▸ **Problem 1**: In the Java stream grouping thread, which version of Collectors.groupingBy does the top answer recommend using?
▸ **Problem 2**: Rewrite the part of the Java stream grouping thread starting at "In your case" and ending at "static java.util.stream.Collectors.*; now…)", changing "custom reduction operation" to "user-defined reduction operation".

▸ **Text block**:

——

56

I have a class Foo with these fields:

id:int / name;String / targetCost:BigDecimal / actualCost:BigDecimal

I get an arraylist of objects of this class. e.g.:

new Foo(1, "P1", 300, 400), 
new Foo(2, "P2", 600, 400),
new Foo(3, "P3", 30, 20),
new Foo(3, "P3", 70, 20),
new Foo(1, "P1", 360, 40),
new Foo(4, "P4", 320, 200),
new Foo(4, "P4", 500, 900)

I want to transform these values by creating a sum of "targetCost" and "actualCost" and grouping the "row" e.g.

new Foo(1, "P1", 660, 440),
new Foo(2, "P2", 600, 400),
new Foo(3, "P3", 100, 40),
new Foo(4, "P4", 820, 1100)

What I have written by now:

data.stream()
       .???
       .collect(Collectors.groupingBy(PlannedProjectPOJO::getId));

How can I do that?

5 Answers 5

112

Using Collectors.groupingBy is the right approach but instead of using the single argument version which will create a list of all items for each group you should use the two arg version which takes another Collector which determines how to aggregate the elements of each group.

This is especially smooth when you want to aggregate a single property of the elements or just count the number of elements per group:

  • Counting:

    list.stream()
      .collect(Collectors.groupingBy(foo -> foo.id, Collectors.counting()))
      .forEach((id,count)->System.out.println(id+"\t"+count));
    
  • Summing up one property:

    list.stream()
      .collect(Collectors.groupingBy(foo -> foo.id,
                                        Collectors.summingInt(foo->foo.targetCost)))
      .forEach((id,sumTargetCost)->System.out.println(id+"\t"+sumTargetCost));
    

In your case when you want to aggregate more than one property specifying a custom reduction operation like suggested in this answer is the right approach, however, you can perform the reduction right during the grouping operation so there is no need to collect the entire data into a Map<…,List> before performing the reduction:

(I assume you use a import static java.util.stream.Collectors.*; now…)

list.stream().collect(groupingBy(foo -> foo.id, collectingAndThen(reducing(
  (a,b)-> new Foo(a.id, a.ref, a.targetCost+b.targetCost, a.actualCost+b.actualCost)),
      Optional::get)))
  .forEach((id,foo)->System.out.println(foo));

For completeness, here a solution for a problem beyond the scope of your question: what if you want to GROUP BY multiple columns/properties?

The first thing which jumps into the programmers mind, is to use groupingBy to extract the properties of the stream’s elements and create/return a new key object. But this requires an appropriate holder class for the key properties (and Java has no general purpose Tuple class).

——

▸ **Supplied data**:

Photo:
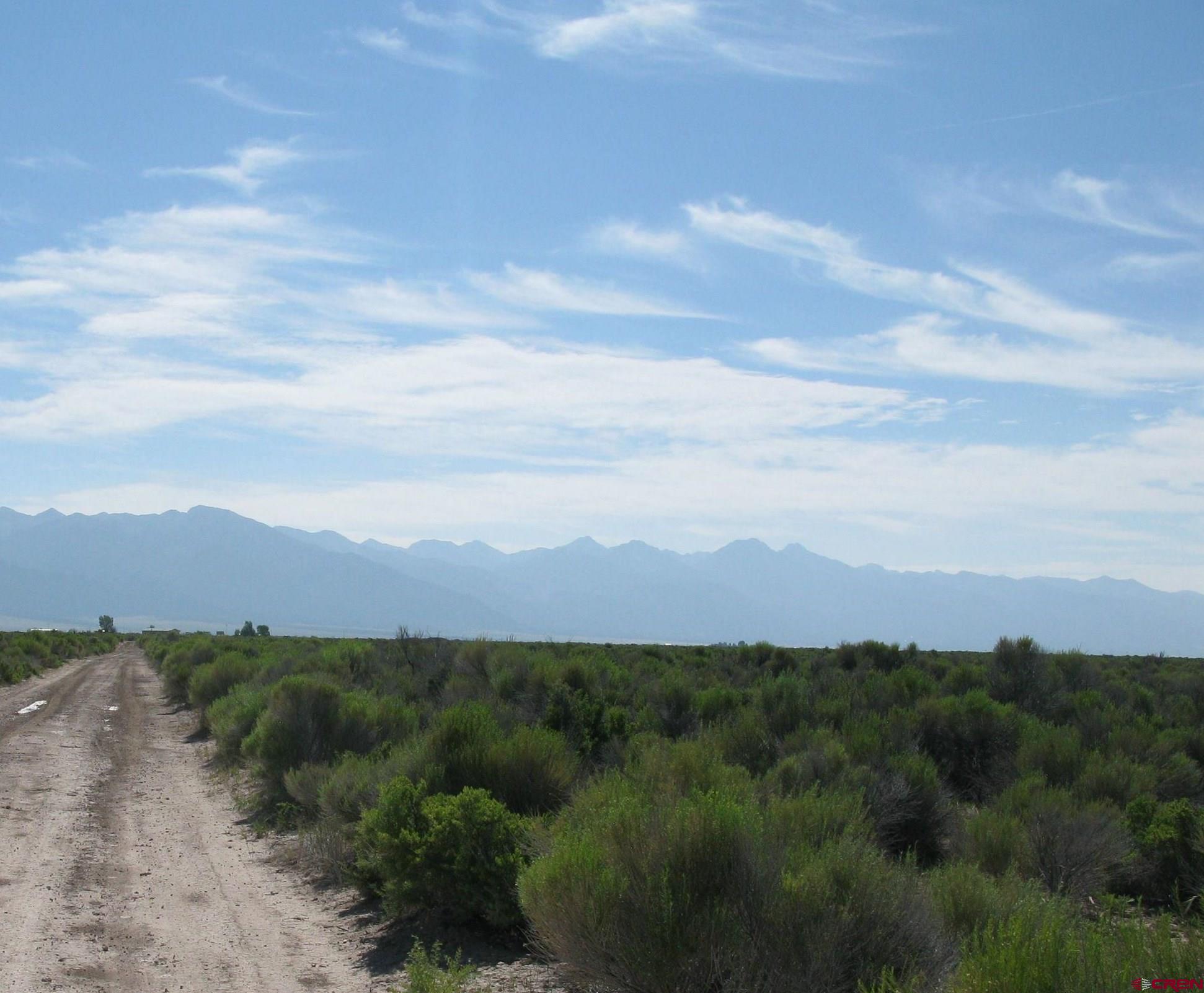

——

▸ **Full answer 1**: The two-argument version, which takes another Collector that determines how to aggregate the elements of each group.

▸ **Full answer 2**:
In your case when you want to aggregate more than one property specifying a user-defined reduction operation like suggested in this answer is the right approach, however, you can perform the reduction right during the grouping operation so there is no need to collect the entire data into a Map<…,List> before performing the reduction:

(I assume you use a import static java.util.stream.Collectors.*; now…)